→ EXERCISE BRIEF
Leaving out all images, return the entries below exactly.

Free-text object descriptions
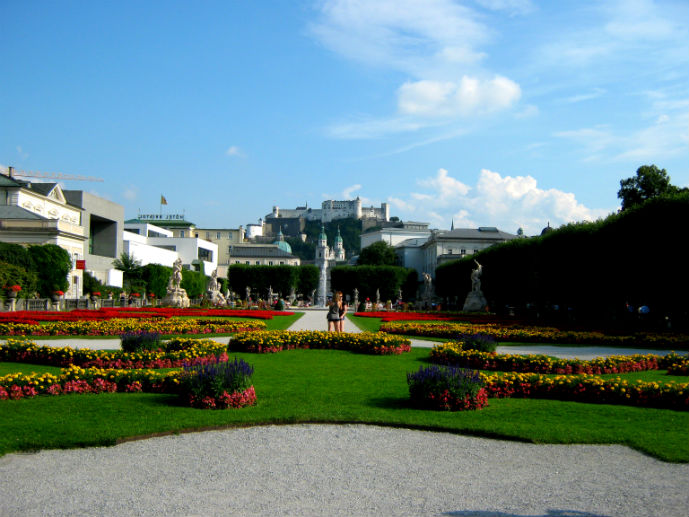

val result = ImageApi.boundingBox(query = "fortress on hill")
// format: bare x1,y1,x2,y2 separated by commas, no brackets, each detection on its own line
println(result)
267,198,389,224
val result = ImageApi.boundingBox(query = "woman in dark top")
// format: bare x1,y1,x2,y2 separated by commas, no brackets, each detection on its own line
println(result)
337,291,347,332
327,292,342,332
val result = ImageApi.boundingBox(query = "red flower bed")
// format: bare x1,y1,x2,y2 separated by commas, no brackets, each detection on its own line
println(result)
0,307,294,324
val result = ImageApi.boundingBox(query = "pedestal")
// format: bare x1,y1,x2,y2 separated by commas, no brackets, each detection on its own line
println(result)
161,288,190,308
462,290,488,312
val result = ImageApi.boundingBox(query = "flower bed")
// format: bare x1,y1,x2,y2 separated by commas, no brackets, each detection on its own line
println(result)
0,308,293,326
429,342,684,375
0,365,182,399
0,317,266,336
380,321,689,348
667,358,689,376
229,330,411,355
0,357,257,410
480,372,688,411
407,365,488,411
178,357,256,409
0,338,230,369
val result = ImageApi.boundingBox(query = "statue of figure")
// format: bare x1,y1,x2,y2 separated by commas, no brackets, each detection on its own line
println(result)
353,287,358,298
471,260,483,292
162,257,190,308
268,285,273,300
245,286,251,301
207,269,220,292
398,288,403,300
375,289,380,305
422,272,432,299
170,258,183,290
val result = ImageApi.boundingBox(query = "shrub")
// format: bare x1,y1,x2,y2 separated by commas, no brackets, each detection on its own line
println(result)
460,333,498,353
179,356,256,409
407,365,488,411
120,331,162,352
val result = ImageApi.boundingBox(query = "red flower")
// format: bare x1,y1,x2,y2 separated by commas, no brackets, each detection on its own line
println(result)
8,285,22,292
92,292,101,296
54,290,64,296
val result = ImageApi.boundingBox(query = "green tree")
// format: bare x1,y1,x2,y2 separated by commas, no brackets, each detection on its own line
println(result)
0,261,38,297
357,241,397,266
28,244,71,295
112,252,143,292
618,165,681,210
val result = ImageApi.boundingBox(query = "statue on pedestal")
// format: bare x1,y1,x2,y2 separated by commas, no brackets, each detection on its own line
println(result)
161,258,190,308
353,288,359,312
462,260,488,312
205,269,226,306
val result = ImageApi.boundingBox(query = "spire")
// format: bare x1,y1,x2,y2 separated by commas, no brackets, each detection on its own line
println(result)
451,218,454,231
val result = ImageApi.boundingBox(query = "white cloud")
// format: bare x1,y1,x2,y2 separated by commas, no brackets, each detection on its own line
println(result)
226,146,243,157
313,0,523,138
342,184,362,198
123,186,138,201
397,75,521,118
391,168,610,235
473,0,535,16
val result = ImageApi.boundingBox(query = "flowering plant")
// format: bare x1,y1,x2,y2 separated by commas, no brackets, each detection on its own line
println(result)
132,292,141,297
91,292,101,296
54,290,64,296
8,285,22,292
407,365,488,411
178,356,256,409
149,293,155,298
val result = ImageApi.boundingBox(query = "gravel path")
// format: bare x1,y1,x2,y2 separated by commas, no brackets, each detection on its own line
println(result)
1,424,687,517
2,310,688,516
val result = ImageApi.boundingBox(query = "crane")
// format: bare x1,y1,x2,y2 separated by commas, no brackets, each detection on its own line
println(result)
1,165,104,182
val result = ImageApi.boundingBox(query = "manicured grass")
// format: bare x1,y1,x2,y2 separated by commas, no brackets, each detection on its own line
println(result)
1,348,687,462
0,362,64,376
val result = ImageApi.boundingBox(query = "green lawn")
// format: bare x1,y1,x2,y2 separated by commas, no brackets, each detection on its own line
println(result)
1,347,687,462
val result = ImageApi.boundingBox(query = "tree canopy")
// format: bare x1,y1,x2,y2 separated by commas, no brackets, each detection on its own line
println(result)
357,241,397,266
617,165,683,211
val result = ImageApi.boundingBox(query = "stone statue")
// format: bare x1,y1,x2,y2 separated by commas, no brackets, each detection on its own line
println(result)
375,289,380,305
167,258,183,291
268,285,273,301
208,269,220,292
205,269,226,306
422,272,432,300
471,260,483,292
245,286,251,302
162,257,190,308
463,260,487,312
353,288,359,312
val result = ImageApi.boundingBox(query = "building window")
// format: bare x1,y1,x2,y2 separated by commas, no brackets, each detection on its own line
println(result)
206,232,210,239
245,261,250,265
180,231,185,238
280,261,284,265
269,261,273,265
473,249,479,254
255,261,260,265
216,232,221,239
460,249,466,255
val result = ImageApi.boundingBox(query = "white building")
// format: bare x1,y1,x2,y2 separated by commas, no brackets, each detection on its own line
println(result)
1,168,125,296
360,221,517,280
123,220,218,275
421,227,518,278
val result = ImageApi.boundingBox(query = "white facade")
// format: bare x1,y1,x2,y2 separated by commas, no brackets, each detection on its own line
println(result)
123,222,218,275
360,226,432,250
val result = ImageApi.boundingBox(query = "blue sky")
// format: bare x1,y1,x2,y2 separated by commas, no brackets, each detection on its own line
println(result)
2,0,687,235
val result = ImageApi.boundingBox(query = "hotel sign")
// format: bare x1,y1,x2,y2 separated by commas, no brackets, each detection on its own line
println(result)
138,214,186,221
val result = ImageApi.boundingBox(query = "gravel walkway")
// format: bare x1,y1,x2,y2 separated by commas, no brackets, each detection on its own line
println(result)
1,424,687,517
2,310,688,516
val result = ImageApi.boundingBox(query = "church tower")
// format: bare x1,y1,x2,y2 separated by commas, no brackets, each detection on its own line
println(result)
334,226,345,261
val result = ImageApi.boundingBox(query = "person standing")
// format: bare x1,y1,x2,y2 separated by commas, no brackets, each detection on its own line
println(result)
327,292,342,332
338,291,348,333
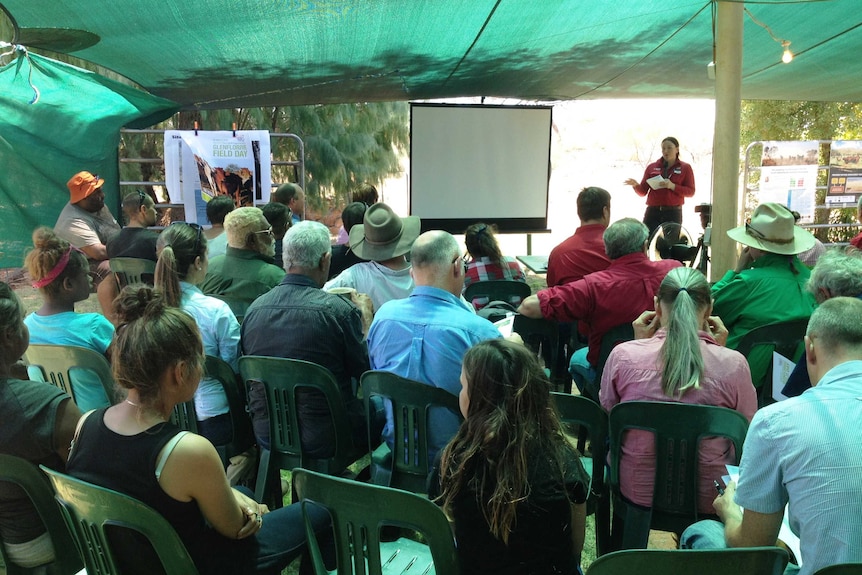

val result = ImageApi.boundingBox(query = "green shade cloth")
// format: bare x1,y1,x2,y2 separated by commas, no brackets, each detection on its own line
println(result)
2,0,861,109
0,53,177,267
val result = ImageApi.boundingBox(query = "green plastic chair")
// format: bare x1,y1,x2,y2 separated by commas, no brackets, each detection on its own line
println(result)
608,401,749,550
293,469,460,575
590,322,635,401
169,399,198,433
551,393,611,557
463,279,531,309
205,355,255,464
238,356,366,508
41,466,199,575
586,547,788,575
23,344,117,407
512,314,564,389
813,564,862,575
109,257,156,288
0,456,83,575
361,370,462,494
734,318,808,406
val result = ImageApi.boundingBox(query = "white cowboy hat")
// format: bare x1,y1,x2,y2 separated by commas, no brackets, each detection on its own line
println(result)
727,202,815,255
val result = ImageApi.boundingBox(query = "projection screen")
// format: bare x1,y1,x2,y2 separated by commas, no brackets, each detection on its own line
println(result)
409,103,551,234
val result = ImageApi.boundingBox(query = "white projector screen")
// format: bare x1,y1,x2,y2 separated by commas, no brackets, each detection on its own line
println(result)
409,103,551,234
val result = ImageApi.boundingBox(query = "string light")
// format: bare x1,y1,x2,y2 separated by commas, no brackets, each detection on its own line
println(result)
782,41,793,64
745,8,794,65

→ EXERCISE OUTPUT
val result = ImageApi.boundingBox(query = "fortress on hill")
// format: bare x1,y1,x2,y2 separated by commas, no brackets, each detection on its own line
println(result)
267,198,389,224
val result = ImageApi.boundingBox(query = "woman in dark top")
// format: bare x1,y1,x2,y2 separated by commas, no brackets, each detection on its own line
println(result)
337,291,347,332
327,292,342,332
val result = ImageApi.boundingBox(query = "red flower bed")
// format: bare x1,y1,x2,y2 separated by commas, no brackets, each detection on its own line
println(result)
0,307,294,324
val result = ImageApi.boundingBox(query = "pedestal")
// format: bare x1,y1,x2,y2 separated by commas, no brackets, each detection on its own line
println(result)
161,288,190,308
462,290,488,312
val result = ImageApi.boundingBox(query = "flower bed")
// format: bare x1,y1,x2,y2 separated by commas, no brackets, each detection on its own line
println(result)
0,308,293,326
429,342,684,375
0,365,182,399
0,317,266,336
380,321,689,348
667,358,689,376
229,330,411,355
0,357,257,410
480,372,688,411
407,365,488,411
178,357,256,409
0,338,230,369
val result = ImageApi.boundingBox(query = "statue of figure")
// format: bare x1,y1,x2,y2 separated by commas, no brackets, each detection on its own line
println(result)
353,287,358,298
471,260,483,292
162,257,190,308
268,285,273,300
245,286,251,301
207,269,220,292
398,288,403,300
375,289,380,305
422,272,432,299
170,258,183,290
val result = ImageApi.boundingBox(query = "shrub")
// format: bare x1,y1,x2,y2 separated by commas, no brackets, each detection on its own line
println(result)
460,333,498,353
179,356,256,409
407,365,488,411
120,331,162,352
val result = ImageApi.boundingBox(query = "red flower")
// format: bare x1,y1,x2,y2 separated by commas, no brackets, each detection on its own line
println(result)
8,285,22,292
92,292,101,296
54,290,64,296
val result = ImageApi.boundingBox(query = "green tree")
// format: bare x1,y1,x2,y2 separated by commas, no brackets, each detection on its own line
println(result)
0,261,38,297
357,241,397,266
28,244,71,295
112,252,143,292
618,165,681,210
val result = ImageApi.boundingBox(query = "statue on pedestal")
// format: bare x1,y1,x2,y2 separated by commas, no brackets, each detection on its own line
println(result)
161,258,190,308
353,288,359,312
462,260,488,312
205,269,226,306
val result = ImageApi.boundingBox(query = "spire")
// format: bare x1,y1,x2,y2 separated by commas, no brackets, each detection on its own line
println(result)
451,218,454,231
val result = ImageApi.boundingBox(query = "white cloud")
// format: bare x1,y1,x2,y2 separated by commas, no brackets, each detection on its own line
println(result)
226,146,243,157
313,0,523,138
342,184,362,198
123,186,138,201
397,75,521,118
391,168,610,235
473,0,535,16
val result = ImageApi.boundingBox(query = "flowering plant")
// format: bare x1,y1,x2,y2 separated by commas, no brackets, each detection on its own line
println(result)
132,292,141,297
91,292,101,296
54,290,64,296
8,285,22,292
407,365,488,411
178,356,256,409
149,293,155,298
val result = ImageApi.boundingBox(query = "gravel path")
// format: bare x1,y1,x2,y2 separated by commas, no brackets, each detection on its own line
println(result)
1,424,687,517
2,310,688,516
val result = ImageApi.boundingBox(query = "crane")
// format: bare x1,y1,x2,y2 separated by commas, no brackets, each detection on its own line
println(result)
1,165,104,182
val result = ImageApi.boundingBox(query = "manicured grass")
// format: bare x1,y1,x2,y2 separated by commas, no brackets, each detection on its own line
println(result)
1,348,687,462
0,362,64,376
val result = ImageApi.boundingBox(query = "green lawn")
// format: bare x1,y1,x2,y2 separated by commas, no brackets, each detection on its own line
println(result)
1,347,687,462
val result = ImageApi.boundingBox(query = "tree canopy")
// format: bare x1,y1,x2,y2 separated by commas, no brackets, each detection on its own line
println(result)
357,241,397,266
617,165,683,211
val result = ImageApi.boundingBox(query = "stone statue")
// format: bare x1,y1,x2,y2 separated by commas, no brackets, each detection on its own line
println(result)
375,289,380,305
167,258,183,291
268,285,273,301
208,269,220,292
205,269,226,306
422,272,432,300
471,260,483,292
245,286,251,302
162,257,190,308
463,260,487,312
353,288,359,312
val result = ImageApi.boundingBox(query = "building window")
// format: bare x1,y1,x2,y2 separated by commas, no brackets, each detection on its own line
println(result)
206,232,210,239
245,261,250,265
180,231,185,238
280,261,284,265
269,261,273,265
473,249,479,254
255,261,260,265
216,232,221,239
460,249,466,255
val result = ImageApi.boundingBox(query = "white building")
// format: bare x1,y1,x2,y2 separated by commas, no brackets, each detection on its own line
println(result)
1,168,125,296
360,221,517,280
123,220,218,275
421,227,518,278
val result = ImageApi.boundingBox(query = "white facade")
// format: bare x1,y1,x2,y2 separated by commas, no brackets, each detection on its own line
println(result)
123,222,218,275
360,226,432,250
val result = ImageApi.boundingBox(query = "blue sky")
// format: bare x1,y1,x2,y2 separated by commas, no brackets, each detection on its own line
println(result)
2,0,687,235
val result = ImageApi.boundingBox(query = "hotel sign")
// format: bare x1,y1,x2,y2 separated by commas, no brackets, each detection on its own line
println(result)
138,214,186,221
val result = ImageApi.boundingBox(query = "gravel walkway")
// format: bare x1,y1,x2,y2 separated by commas, no brackets, each detection on its own line
println(result)
1,424,687,517
2,310,688,516
val result = ImageApi.boundingBox(query = "church tower")
// format: bare x1,y1,x2,y2 separated by commas, no brackets, each detection on its own line
println(result)
334,226,345,261
val result = ImageApi.boundingBox(query = "person standing")
// format: bare x1,y1,x2,y2 separated by commas, no brackets, each detection on its own line
println(result)
327,292,342,332
338,291,348,333

val result = ImageApi.boundingBox(query = "green shade cloth")
// format: bare x1,y1,x2,y2 separated by commas, no brackets, each detection on its own line
println(result)
2,0,861,109
0,53,177,267
val result = ImageApi.boundingBox(query = "green plastic chair")
// format: bare x1,y1,x2,y2 separated by commas, no brackets, each detection on its own line
println(result)
608,401,749,550
293,469,460,575
590,322,635,401
169,399,198,433
551,393,611,557
463,279,531,309
205,355,255,464
238,356,366,508
41,466,199,575
586,547,788,575
23,344,117,407
512,314,564,389
813,564,862,575
109,257,156,288
0,456,83,575
361,370,462,494
734,318,808,406
val result = ImageApi.boundingBox(query = "white cowboy hat")
// format: bare x1,y1,x2,y2 separated by commas, no brackets, each detection on its own line
println(result)
727,202,815,255
val result = ImageApi.boundingBox(query = "projection screen")
// format: bare x1,y1,x2,y2 separated by commas, no brackets, each detection on its own line
println(result)
409,103,551,234
val result = ImageApi.boundingBox(query = "white projector screen")
// format: bare x1,y1,x2,y2 separated by commas, no brackets, each detection on its own line
println(result)
409,103,551,234
val result = ImageApi.boundingBox(query = "string light")
// format: bare x1,y1,x2,y2 separated by commas, no brackets, each detection on its own line
println(result)
782,41,793,64
745,8,794,65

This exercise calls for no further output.